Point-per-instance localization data
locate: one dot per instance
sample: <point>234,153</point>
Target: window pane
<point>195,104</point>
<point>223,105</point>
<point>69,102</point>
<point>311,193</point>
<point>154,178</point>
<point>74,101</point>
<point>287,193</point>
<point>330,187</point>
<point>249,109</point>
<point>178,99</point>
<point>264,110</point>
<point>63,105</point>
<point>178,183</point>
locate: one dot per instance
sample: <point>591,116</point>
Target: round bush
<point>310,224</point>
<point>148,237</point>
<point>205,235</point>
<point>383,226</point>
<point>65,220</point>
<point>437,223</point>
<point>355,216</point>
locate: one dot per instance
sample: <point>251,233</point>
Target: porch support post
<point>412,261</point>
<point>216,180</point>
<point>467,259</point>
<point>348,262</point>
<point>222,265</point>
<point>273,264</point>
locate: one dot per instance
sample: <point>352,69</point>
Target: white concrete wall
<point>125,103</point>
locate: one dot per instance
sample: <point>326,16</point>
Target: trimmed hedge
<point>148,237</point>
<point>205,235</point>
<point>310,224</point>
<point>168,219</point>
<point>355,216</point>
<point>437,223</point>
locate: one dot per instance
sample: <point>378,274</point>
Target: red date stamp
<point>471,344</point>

EXERCISE GOAL: Repeat the records. Match them exactly.

RESULT OF THE TASK:
locate: one dot per instance
sample: <point>234,153</point>
Target: window pane
<point>195,104</point>
<point>223,105</point>
<point>69,102</point>
<point>311,193</point>
<point>154,178</point>
<point>74,101</point>
<point>287,193</point>
<point>330,187</point>
<point>249,109</point>
<point>178,99</point>
<point>264,110</point>
<point>63,105</point>
<point>178,183</point>
locate: one dot per instance
sample: <point>591,116</point>
Target: round bush
<point>310,224</point>
<point>148,237</point>
<point>205,235</point>
<point>383,226</point>
<point>65,220</point>
<point>437,223</point>
<point>355,216</point>
locate: one dot per instance
sample: <point>251,233</point>
Target: porch support post
<point>412,261</point>
<point>216,180</point>
<point>467,259</point>
<point>348,262</point>
<point>222,265</point>
<point>273,264</point>
locate: one dot per instance
sample: <point>352,69</point>
Target: white concrete wall
<point>125,103</point>
locate: one dot per instance
sample: <point>326,16</point>
Target: trimmed hedge
<point>148,237</point>
<point>205,235</point>
<point>310,224</point>
<point>168,219</point>
<point>355,216</point>
<point>437,223</point>
locate: one dot per instance
sample: <point>378,274</point>
Target: red date stamp
<point>471,344</point>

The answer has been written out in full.